[Records from a data source]
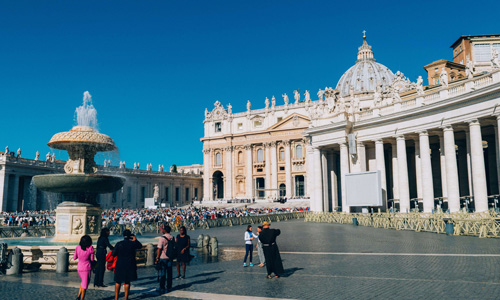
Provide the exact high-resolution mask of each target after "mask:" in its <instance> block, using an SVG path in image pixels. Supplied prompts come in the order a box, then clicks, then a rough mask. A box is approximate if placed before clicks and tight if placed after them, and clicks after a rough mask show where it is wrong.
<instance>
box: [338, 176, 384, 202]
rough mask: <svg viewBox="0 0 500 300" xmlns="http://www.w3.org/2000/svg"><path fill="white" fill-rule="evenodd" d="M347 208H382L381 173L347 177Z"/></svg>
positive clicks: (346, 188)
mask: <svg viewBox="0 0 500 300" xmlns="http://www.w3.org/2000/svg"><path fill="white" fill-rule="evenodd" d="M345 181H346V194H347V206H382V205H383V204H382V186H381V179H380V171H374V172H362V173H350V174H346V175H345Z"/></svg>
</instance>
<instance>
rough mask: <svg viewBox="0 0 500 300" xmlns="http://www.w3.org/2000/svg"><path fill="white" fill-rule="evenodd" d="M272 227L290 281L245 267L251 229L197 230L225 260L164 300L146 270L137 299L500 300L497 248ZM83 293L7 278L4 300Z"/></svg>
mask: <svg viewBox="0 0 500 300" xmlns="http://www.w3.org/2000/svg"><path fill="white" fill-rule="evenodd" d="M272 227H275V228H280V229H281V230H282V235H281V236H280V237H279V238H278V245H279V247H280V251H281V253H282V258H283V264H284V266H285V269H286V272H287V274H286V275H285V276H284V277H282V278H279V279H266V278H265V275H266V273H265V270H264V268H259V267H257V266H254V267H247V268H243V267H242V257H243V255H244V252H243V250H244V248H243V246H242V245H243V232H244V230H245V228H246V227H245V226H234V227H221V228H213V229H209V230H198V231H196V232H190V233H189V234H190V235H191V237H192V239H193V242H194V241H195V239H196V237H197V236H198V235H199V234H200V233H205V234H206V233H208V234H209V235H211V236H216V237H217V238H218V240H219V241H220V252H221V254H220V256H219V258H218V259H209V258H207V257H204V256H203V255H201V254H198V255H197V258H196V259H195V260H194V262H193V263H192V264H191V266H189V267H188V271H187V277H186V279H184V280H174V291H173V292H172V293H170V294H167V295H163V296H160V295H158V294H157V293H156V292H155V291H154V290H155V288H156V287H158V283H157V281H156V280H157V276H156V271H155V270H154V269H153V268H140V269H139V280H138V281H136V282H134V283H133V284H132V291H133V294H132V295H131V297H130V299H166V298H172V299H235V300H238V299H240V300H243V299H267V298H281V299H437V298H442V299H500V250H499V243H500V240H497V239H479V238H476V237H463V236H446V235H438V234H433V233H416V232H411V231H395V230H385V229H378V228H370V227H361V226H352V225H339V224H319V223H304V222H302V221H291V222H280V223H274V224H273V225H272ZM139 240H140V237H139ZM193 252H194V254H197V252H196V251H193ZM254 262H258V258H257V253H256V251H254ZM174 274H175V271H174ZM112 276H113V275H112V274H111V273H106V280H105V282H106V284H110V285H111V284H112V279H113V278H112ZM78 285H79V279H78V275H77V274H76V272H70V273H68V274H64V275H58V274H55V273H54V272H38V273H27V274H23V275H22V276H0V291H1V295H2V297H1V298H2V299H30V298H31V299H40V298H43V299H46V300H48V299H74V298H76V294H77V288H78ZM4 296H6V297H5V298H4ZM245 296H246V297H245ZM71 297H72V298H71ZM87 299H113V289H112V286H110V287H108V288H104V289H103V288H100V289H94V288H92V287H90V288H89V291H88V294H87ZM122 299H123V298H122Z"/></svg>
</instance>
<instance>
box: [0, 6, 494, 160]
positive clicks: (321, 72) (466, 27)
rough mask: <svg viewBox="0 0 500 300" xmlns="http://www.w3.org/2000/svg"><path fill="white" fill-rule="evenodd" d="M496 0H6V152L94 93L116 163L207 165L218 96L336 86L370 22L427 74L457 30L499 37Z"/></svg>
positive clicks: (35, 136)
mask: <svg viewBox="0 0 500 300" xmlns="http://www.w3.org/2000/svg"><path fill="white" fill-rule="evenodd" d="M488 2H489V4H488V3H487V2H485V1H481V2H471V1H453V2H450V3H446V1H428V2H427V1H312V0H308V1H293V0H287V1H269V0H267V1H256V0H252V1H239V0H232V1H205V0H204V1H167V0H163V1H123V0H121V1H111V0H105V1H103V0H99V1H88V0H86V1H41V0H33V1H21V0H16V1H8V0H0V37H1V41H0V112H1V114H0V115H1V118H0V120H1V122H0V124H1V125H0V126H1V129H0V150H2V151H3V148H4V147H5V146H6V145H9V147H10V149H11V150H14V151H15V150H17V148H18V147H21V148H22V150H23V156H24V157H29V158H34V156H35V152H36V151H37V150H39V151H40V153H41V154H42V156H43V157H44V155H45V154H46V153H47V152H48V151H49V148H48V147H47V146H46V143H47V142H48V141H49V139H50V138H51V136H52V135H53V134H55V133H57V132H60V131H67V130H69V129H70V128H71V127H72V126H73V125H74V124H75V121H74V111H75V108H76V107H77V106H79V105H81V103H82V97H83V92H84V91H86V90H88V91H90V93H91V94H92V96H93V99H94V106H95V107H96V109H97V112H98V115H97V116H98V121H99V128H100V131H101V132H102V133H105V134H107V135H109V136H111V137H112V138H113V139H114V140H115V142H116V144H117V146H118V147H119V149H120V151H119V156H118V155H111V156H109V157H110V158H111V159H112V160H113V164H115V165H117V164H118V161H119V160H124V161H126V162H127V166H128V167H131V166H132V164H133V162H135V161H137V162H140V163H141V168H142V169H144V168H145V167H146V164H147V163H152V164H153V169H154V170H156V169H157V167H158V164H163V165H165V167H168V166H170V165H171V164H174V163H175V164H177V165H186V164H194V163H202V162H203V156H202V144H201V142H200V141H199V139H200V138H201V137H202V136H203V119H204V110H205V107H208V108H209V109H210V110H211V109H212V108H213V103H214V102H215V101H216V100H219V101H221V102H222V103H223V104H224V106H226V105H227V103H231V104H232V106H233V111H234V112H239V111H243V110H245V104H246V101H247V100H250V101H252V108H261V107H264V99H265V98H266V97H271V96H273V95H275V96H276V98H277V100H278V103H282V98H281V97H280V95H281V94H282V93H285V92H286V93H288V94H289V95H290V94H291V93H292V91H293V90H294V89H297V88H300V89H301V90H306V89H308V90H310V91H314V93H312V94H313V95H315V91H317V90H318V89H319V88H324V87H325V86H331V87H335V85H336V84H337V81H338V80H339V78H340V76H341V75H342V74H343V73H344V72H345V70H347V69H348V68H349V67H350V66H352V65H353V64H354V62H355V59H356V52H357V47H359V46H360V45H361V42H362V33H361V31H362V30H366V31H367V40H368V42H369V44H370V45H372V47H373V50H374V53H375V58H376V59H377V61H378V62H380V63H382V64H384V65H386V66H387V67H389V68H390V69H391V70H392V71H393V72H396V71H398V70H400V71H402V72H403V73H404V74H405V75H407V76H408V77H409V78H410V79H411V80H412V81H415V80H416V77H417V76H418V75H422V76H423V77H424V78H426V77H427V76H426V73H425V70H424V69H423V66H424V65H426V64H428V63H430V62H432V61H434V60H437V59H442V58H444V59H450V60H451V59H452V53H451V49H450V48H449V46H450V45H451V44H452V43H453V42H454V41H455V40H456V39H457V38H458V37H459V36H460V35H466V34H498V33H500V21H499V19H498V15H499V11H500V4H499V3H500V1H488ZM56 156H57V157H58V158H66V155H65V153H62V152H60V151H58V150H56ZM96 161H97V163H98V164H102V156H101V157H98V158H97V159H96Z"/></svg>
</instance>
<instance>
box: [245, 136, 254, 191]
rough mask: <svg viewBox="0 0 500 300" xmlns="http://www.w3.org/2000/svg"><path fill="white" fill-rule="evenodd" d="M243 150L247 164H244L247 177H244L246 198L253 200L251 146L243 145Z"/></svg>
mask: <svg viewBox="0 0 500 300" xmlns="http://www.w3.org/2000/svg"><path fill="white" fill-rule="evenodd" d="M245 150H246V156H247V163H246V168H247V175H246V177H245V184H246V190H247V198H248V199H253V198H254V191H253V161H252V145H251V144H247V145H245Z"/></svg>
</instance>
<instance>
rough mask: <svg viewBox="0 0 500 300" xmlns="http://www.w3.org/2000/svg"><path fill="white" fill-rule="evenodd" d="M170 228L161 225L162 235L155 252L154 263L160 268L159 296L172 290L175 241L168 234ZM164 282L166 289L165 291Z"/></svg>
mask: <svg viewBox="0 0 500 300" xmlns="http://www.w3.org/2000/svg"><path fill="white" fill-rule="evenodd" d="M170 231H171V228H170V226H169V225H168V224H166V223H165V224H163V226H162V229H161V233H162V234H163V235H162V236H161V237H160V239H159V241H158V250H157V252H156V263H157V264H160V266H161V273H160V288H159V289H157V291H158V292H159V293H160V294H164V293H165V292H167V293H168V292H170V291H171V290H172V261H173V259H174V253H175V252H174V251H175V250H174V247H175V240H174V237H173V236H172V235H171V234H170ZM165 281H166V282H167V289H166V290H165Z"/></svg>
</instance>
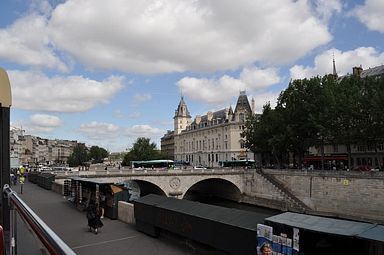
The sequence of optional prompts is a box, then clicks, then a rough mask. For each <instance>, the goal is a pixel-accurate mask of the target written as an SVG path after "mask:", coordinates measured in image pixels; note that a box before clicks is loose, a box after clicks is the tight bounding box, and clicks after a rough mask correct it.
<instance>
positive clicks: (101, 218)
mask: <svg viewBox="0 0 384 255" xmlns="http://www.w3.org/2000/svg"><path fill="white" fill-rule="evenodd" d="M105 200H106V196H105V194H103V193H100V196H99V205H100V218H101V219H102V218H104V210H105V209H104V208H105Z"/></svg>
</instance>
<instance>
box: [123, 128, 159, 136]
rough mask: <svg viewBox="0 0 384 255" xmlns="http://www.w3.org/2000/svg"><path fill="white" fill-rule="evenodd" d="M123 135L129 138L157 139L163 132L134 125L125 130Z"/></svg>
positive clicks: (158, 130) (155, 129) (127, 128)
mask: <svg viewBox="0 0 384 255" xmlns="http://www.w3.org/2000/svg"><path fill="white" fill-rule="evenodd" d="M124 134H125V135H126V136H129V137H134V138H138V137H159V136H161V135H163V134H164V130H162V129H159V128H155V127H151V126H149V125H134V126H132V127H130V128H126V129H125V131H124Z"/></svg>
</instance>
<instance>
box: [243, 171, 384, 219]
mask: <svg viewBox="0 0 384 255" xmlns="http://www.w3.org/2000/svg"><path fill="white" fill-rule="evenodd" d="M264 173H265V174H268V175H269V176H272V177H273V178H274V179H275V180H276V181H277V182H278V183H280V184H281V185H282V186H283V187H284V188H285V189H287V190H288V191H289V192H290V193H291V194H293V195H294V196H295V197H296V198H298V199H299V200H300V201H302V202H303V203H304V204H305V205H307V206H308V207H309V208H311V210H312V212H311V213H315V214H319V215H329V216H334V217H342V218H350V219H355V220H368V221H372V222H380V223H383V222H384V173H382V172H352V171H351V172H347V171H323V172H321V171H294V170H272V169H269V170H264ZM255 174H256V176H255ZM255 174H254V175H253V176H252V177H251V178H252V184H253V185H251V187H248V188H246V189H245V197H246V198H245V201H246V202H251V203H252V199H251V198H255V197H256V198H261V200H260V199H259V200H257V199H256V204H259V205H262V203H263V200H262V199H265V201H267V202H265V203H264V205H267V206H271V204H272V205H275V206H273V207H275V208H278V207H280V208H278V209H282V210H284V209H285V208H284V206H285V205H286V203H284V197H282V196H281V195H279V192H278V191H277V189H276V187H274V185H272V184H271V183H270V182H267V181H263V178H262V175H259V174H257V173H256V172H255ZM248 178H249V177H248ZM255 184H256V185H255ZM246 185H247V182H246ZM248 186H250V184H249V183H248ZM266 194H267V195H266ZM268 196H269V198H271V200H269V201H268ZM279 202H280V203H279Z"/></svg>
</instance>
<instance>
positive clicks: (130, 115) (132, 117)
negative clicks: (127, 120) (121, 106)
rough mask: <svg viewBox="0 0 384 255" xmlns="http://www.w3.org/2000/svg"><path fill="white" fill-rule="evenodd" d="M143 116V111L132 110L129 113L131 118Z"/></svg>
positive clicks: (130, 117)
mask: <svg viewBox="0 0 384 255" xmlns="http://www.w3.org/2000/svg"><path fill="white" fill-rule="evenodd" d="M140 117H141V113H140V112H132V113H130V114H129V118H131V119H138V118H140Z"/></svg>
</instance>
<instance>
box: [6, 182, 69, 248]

• Exercise brief:
Collect every line of the material above that contains the string "positive", matching case exactly.

• Written response:
positive clicks: (346, 188)
positive clicks: (321, 72) (466, 27)
positive clicks: (35, 136)
positive clicks: (101, 218)
positive clicks: (158, 130) (155, 129) (127, 128)
positive clicks: (130, 115) (132, 117)
positive clicks: (130, 117)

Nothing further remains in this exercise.